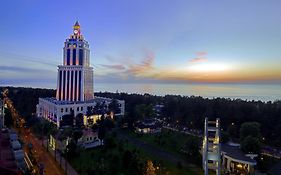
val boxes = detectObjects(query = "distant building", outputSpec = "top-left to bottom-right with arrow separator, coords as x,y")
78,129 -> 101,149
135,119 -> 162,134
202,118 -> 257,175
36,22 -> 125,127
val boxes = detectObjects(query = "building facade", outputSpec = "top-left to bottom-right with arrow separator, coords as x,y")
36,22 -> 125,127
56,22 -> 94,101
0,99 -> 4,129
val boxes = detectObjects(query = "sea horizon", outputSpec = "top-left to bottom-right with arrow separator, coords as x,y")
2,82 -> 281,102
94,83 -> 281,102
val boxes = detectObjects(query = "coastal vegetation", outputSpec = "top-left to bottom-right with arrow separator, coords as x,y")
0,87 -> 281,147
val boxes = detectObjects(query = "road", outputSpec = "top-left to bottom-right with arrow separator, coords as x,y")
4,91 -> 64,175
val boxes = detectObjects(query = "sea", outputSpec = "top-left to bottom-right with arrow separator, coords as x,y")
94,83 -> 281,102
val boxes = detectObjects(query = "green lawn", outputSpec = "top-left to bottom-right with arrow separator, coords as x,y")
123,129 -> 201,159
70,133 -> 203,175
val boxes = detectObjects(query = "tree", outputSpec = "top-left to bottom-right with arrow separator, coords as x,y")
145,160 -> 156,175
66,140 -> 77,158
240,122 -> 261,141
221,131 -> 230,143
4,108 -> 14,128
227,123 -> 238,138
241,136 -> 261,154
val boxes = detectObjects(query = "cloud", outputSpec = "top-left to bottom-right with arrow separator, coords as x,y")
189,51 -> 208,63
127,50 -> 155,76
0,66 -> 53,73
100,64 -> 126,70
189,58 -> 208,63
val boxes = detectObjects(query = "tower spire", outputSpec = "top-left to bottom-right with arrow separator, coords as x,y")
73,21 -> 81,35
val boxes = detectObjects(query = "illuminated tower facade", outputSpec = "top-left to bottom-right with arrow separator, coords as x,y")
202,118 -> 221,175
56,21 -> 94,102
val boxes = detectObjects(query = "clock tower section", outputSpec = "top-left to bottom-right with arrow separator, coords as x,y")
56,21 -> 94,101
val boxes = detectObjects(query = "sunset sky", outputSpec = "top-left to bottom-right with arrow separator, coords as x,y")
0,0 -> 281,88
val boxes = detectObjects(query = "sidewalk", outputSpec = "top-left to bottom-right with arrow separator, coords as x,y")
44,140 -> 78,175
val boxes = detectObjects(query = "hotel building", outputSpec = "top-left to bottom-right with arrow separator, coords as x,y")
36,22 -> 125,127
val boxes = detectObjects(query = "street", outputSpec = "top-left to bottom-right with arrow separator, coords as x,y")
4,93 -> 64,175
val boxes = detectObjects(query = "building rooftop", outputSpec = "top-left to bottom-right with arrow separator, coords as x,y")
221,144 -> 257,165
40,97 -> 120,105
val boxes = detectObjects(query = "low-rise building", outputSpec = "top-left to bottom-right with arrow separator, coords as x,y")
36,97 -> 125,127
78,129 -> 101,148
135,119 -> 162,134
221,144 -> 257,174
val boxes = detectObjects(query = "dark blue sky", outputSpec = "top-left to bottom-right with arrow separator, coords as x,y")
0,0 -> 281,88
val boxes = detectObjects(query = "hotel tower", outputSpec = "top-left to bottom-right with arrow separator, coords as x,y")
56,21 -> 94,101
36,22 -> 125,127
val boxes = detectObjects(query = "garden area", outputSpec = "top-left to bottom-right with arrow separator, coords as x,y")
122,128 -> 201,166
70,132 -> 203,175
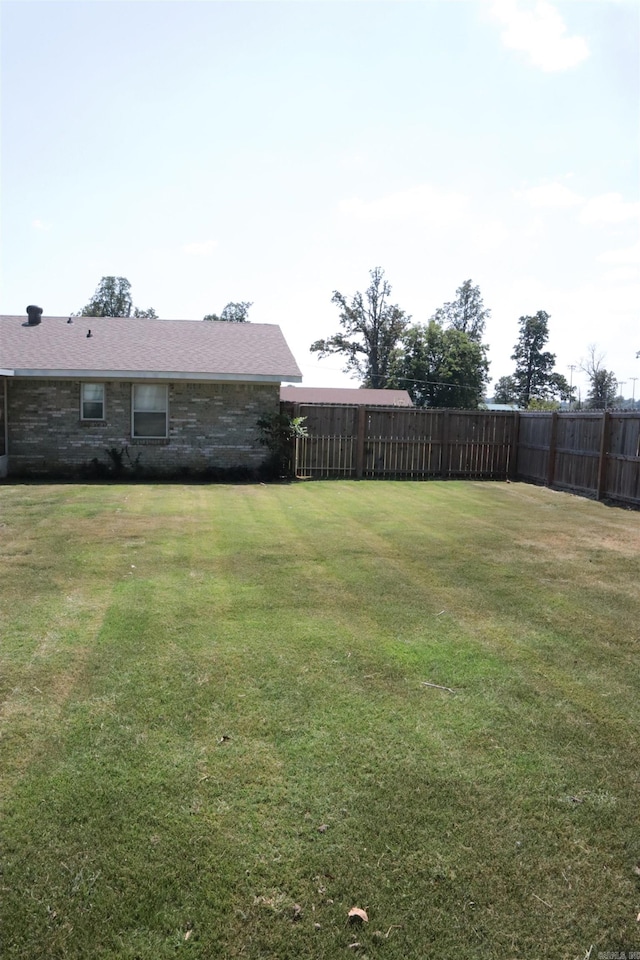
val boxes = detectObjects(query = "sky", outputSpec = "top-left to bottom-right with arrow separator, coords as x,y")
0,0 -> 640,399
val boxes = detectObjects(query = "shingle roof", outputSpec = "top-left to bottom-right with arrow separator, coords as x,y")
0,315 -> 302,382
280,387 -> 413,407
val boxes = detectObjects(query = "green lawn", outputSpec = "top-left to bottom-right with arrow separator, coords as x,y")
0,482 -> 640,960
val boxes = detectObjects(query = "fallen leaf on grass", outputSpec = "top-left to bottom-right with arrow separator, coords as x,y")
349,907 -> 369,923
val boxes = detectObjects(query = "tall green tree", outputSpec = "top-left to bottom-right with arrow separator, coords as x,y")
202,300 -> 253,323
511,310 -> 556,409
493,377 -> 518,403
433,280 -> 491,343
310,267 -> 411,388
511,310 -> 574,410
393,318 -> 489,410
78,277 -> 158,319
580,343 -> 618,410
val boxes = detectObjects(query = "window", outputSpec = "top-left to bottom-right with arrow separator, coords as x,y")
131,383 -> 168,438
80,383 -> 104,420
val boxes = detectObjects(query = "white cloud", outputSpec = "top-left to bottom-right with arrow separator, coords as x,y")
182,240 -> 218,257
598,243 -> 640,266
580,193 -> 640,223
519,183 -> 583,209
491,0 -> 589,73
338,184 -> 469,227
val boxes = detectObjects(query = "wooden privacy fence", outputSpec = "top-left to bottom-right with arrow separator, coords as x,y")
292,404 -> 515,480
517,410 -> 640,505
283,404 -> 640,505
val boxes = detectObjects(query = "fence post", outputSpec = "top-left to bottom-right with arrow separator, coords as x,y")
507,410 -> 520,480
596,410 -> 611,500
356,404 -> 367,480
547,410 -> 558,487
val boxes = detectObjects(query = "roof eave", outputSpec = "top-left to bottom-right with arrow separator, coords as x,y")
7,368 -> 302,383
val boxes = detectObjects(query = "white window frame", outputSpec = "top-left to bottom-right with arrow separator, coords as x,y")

******************************

WORK TO COMPLETE:
Return, unchanged, the stretch from the start of the rows through the line containing "0,99 -> 4,129", including both ends. Leave the pictures out of your answer.

TASK SOLUTION:
val boxes = detectObjects(query = "distant building", outputSpec = "top-left to bottom-right with arrow separator, coords as x,y")
78,129 -> 101,149
135,119 -> 162,134
202,118 -> 257,175
36,22 -> 125,127
val boxes = detectObjects(query = "building facade", outputSpec = "top-left to bottom-right with arrow separator, coords as x,y")
36,22 -> 125,127
56,22 -> 94,101
0,99 -> 4,129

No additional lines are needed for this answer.